Mmmm nutritions

The idea of a nutrition label on food is well established. In the EU they say how much of various nutrients and food components are in a fixed amount of the product and how much of it it is recommended one should eat in day. With this information in hand, one can wander round the supermarket for hours unable to make a decision, slightly horrified by how much sugar is in even the blandest, least digestible of cereals1. One might play top trumps, trying to find the packet that contains the most phosphorous. Or of course, one can also use the data to make informed purchases2 that add up to a healthy and wholesome diet. That’s the theory anyway.

There is a movement afoot to provide similar labels for academic papers (there’s a more detailed paper too3). Academic papers typically lack substance and nutrients in the traditional, physical sense4, so the information provided is slightly different. Also, the aim isn’t to help banish avoidable malnutrition, but to provide the information general readers need to distinguish information from its mis or dis forms as well as to help them to understand and navigate some of the fundamentals of scientific publishing5. As scientists, it can be easy to take for granted the basic signs that a publisher is a reputable one and the information that notionally undergirds the integrity of the peer-reviewed literature. There are four suggested components of the label for the journal:

  1. Publisher
  2. Editorial team
  3. Percentage of articles accepted
  4. Where the journal is indexed (e.g. web of science, google scholar)

And four for the paper itself:

  1. Number of peer reviewers
  2. Whether authors have competing interests
  3. Data availability
  4. Funders

Such information is usually available from reputable publishers, though it’s not always easy to find. As a scientist myself, I would quibble with the usefulness of some of these fields, but it’s nonetheless helpful to have them gathered in one place.

Figure from the paper, Willinsky, J. and Pimentel, D. (2024), The publication facts label: A public and professional guide for research articles. Learned Publishing, 37: 139-146. https://doi.org/10.1002/leap.1599. CC-BY-4.0

The proposed design (above) is based on the look of actual nutritional labelling. The clean black and white design6 has been modified somewhat for the internet. On the left we have information from the article and on the right, some kind of average. I suppose the analogy is to Recommended Daily Amounts, but of course that doesn’t quite work here. Indeed, as skeuomorphic interfaces go it’s a bit busy. The many pale blue ‘i’s are awkward and the green “iD” logo probably doesn’t mean a thing to most people. It’s also going to sit awkwardly on the web page of most journals7.

Grumbles about the design aside, it would be useful to standardise this kind of information as metadata, which the journal can then display how it wishes, and which a browser add on (or similar) might be able to expose in a useful standardised way alongside other standard information like the paper title, author names and affiliations. Much of this information might already be available. If you view the page source for a journal article, there’s usually a large amount of metadata already, in standard forms. Well-structure metadata ought to say which journal and the metadata for the journal ought to say which publisher… and so on. There’s no problem, usually, to adding more.

GOALS:
A: In the post on nutrition-style labels for academic papers, what four items are proposed for the paper itself?
B: Rewrite the part of the post on nutrition-style labels for academic papers that begins with the words containing "And four for" and ends with "in one place.", changing "Funders" to "Sources of funding".

DATA LINES:
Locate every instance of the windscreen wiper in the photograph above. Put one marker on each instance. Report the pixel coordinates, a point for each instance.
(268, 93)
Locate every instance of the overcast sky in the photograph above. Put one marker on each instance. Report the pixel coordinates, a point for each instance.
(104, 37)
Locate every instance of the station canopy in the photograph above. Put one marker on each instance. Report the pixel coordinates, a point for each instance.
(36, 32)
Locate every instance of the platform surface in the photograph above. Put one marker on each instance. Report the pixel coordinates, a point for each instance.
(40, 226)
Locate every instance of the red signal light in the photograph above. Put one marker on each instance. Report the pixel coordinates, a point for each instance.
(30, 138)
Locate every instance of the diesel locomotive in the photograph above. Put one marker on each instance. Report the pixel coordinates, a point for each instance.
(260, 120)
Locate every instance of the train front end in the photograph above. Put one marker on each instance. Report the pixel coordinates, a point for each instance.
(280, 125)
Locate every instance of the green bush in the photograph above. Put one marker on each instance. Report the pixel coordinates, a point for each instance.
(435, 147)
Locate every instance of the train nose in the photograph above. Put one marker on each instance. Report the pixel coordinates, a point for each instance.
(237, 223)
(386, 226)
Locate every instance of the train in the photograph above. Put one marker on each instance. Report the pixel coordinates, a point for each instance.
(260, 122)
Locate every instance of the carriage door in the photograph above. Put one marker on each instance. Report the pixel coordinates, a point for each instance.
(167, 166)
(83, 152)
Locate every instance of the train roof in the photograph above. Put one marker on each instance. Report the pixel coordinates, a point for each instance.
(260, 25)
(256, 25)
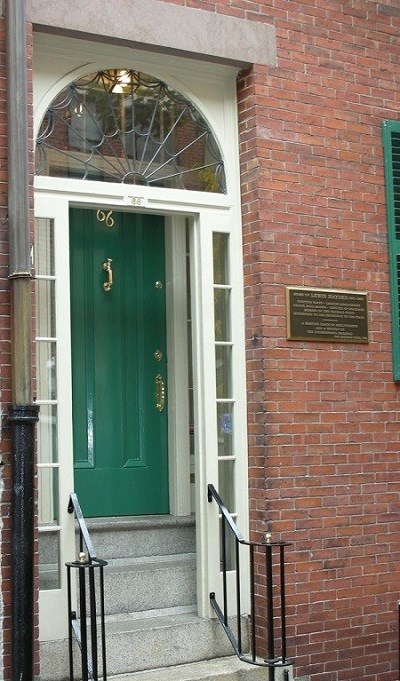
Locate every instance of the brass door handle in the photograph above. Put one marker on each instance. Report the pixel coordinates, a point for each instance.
(160, 393)
(107, 267)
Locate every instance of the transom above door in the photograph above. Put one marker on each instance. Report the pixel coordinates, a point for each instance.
(119, 362)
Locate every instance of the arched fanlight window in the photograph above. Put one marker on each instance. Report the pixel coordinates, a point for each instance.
(125, 126)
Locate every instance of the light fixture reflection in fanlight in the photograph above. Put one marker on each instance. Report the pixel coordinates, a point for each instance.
(78, 110)
(123, 79)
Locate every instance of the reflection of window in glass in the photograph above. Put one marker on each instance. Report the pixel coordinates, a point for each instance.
(223, 373)
(125, 126)
(46, 391)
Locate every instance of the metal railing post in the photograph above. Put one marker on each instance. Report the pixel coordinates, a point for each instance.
(274, 652)
(86, 566)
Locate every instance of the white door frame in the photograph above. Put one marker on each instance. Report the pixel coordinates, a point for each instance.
(213, 92)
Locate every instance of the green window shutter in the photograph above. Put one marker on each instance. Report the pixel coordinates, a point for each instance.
(391, 147)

FULL ANSWERS:
A: The number of peer reviewers, whether the authors have competing interests, data availability, and funders.

B:
And four for the paper itself:

  1. Number of peer reviewers
  2. Whether authors have competing interests
  3. Data availability
  4. Sources of funding

Such information is usually available from reputable publishers, though it’s not always easy to find. As a scientist myself, I would quibble with the usefulness of some of these fields, but it’s nonetheless helpful to have them gathered in one place.